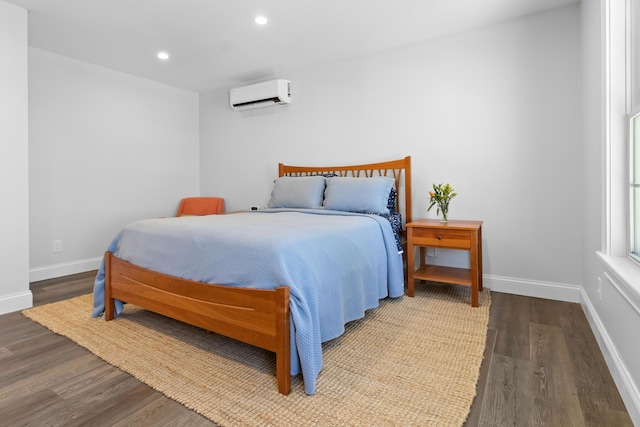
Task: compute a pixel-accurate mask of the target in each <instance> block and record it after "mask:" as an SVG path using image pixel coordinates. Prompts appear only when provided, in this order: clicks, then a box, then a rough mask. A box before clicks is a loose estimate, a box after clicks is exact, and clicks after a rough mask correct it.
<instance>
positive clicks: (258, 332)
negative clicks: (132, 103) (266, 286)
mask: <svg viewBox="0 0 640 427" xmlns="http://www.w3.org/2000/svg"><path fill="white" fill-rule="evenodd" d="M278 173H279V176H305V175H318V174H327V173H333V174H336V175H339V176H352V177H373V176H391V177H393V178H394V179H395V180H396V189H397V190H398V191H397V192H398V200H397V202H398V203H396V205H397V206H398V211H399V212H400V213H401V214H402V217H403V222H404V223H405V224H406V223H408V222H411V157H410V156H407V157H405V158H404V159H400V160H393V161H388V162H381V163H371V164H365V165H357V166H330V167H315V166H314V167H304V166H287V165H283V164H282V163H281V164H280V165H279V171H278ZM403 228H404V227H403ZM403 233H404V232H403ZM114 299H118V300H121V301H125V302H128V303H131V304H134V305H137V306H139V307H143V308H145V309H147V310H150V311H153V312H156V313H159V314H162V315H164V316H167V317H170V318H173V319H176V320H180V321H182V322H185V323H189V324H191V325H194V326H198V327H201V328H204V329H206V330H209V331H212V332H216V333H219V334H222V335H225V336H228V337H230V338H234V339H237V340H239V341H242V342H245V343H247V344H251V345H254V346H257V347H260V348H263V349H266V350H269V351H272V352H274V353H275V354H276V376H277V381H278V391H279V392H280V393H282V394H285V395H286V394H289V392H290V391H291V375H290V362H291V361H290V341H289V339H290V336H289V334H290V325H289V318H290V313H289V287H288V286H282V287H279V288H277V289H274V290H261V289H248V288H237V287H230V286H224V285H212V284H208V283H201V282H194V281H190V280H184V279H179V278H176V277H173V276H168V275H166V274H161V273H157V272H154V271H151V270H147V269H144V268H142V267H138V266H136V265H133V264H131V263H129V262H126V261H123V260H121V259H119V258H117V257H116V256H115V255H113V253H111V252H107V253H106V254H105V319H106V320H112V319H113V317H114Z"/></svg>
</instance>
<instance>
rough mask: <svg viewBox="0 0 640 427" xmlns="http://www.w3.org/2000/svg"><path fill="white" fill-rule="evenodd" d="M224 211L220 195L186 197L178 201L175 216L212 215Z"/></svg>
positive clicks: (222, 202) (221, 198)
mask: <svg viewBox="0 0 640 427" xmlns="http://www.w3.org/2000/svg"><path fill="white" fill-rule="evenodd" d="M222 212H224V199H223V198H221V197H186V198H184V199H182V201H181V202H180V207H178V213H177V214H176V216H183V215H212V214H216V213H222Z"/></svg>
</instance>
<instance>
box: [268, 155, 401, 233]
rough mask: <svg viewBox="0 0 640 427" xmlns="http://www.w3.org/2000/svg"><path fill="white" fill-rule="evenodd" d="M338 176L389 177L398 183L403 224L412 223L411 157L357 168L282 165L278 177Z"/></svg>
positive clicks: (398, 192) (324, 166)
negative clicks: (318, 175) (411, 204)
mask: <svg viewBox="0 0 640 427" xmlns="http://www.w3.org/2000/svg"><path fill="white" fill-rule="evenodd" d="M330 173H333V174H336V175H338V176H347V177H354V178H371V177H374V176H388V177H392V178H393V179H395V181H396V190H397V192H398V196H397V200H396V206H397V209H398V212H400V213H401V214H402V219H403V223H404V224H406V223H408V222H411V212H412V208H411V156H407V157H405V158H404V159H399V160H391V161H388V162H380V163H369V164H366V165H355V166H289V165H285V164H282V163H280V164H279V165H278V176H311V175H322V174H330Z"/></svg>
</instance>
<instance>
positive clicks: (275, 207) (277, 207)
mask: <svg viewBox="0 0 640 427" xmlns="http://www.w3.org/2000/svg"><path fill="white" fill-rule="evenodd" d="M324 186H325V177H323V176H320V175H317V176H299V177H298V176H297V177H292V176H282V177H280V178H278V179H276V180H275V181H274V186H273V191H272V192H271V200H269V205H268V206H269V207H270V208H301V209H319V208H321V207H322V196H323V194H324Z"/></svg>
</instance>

--------------------

Please give the listing again with "negative clicks" swapped for "background clicks" everywhere it occurs, leaving everything else unchanged and the pictures out.

OUTPUT:
Task: compute a pixel-accurate mask of the target in each <instance> block and record it after "mask:" as an SVG path using image pixel coordinates. Prompts appear only when provided, in this order: clicks, then a box, then a rough mask. A box before clicks is a loose estimate, a box after clicks is exact, and clicks after a rough mask correct it.
<instance>
positive clicks: (258, 332)
background clicks: (132, 103) (266, 286)
mask: <svg viewBox="0 0 640 427" xmlns="http://www.w3.org/2000/svg"><path fill="white" fill-rule="evenodd" d="M278 173H279V176H305V175H318V174H327V173H333V174H336V175H339V176H352V177H373V176H391V177H393V178H394V179H395V180H396V189H397V190H398V191H397V192H398V200H397V202H398V203H396V205H397V206H398V211H399V212H400V213H401V214H402V217H403V222H404V223H405V224H406V223H408V222H411V157H410V156H407V157H405V158H404V159H400V160H393V161H388V162H381V163H371V164H365V165H357V166H330V167H315V166H314V167H304V166H287V165H283V164H282V163H281V164H280V165H279V171H278ZM403 228H404V227H403ZM403 233H404V232H403ZM114 299H118V300H121V301H125V302H128V303H131V304H134V305H137V306H139V307H143V308H145V309H147V310H150V311H153V312H156V313H159V314H162V315H164V316H167V317H170V318H173V319H176V320H180V321H182V322H185V323H189V324H191V325H194V326H198V327H201V328H204V329H206V330H209V331H212V332H216V333H219V334H222V335H225V336H228V337H230V338H234V339H237V340H239V341H242V342H245V343H247V344H251V345H254V346H257V347H260V348H263V349H266V350H269V351H272V352H274V353H275V354H276V376H277V381H278V391H279V392H280V393H282V394H285V395H286V394H289V392H290V391H291V375H290V362H291V361H290V341H289V339H290V336H289V334H290V325H289V318H290V313H289V287H288V286H282V287H279V288H277V289H274V290H261V289H248V288H237V287H230V286H224V285H212V284H208V283H201V282H194V281H190V280H184V279H179V278H176V277H173V276H168V275H166V274H161V273H157V272H154V271H151V270H147V269H144V268H142V267H138V266H136V265H133V264H131V263H129V262H126V261H123V260H121V259H119V258H117V257H116V256H115V255H113V253H111V252H107V253H106V254H105V319H106V320H112V319H113V317H114Z"/></svg>
</instance>
<instance>
rough mask: <svg viewBox="0 0 640 427" xmlns="http://www.w3.org/2000/svg"><path fill="white" fill-rule="evenodd" d="M224 211L220 195L186 197L178 201L175 216L212 215Z"/></svg>
positive clicks: (222, 202) (221, 198)
mask: <svg viewBox="0 0 640 427" xmlns="http://www.w3.org/2000/svg"><path fill="white" fill-rule="evenodd" d="M222 212H224V199H223V198H221V197H186V198H184V199H182V201H181V202H180V207H178V213H177V214H176V216H183V215H212V214H216V213H222Z"/></svg>
</instance>
<instance>
box: [268, 155, 401, 233]
rough mask: <svg viewBox="0 0 640 427" xmlns="http://www.w3.org/2000/svg"><path fill="white" fill-rule="evenodd" d="M338 176L389 177L398 183L403 224L412 223L411 157L357 168L282 165L278 177Z"/></svg>
positive clicks: (398, 192) (324, 166)
background clicks: (318, 175) (411, 204)
mask: <svg viewBox="0 0 640 427" xmlns="http://www.w3.org/2000/svg"><path fill="white" fill-rule="evenodd" d="M330 173H333V174H336V175H338V176H347V177H354V178H371V177H374V176H388V177H392V178H393V179H395V181H396V190H397V192H398V196H397V200H396V206H397V209H398V212H400V213H401V214H402V219H403V223H404V224H406V223H408V222H411V212H412V208H411V156H407V157H405V158H404V159H399V160H391V161H388V162H380V163H369V164H366V165H355V166H289V165H285V164H282V163H280V164H279V165H278V176H311V175H322V174H330Z"/></svg>
</instance>
<instance>
positive clicks: (275, 207) (277, 207)
mask: <svg viewBox="0 0 640 427" xmlns="http://www.w3.org/2000/svg"><path fill="white" fill-rule="evenodd" d="M324 186H325V177H323V176H320V175H317V176H299V177H298V176H297V177H292V176H282V177H280V178H278V179H276V180H275V181H274V186H273V191H272V192H271V200H269V205H268V206H269V207H270V208H301V209H319V208H321V207H322V196H323V194H324Z"/></svg>
</instance>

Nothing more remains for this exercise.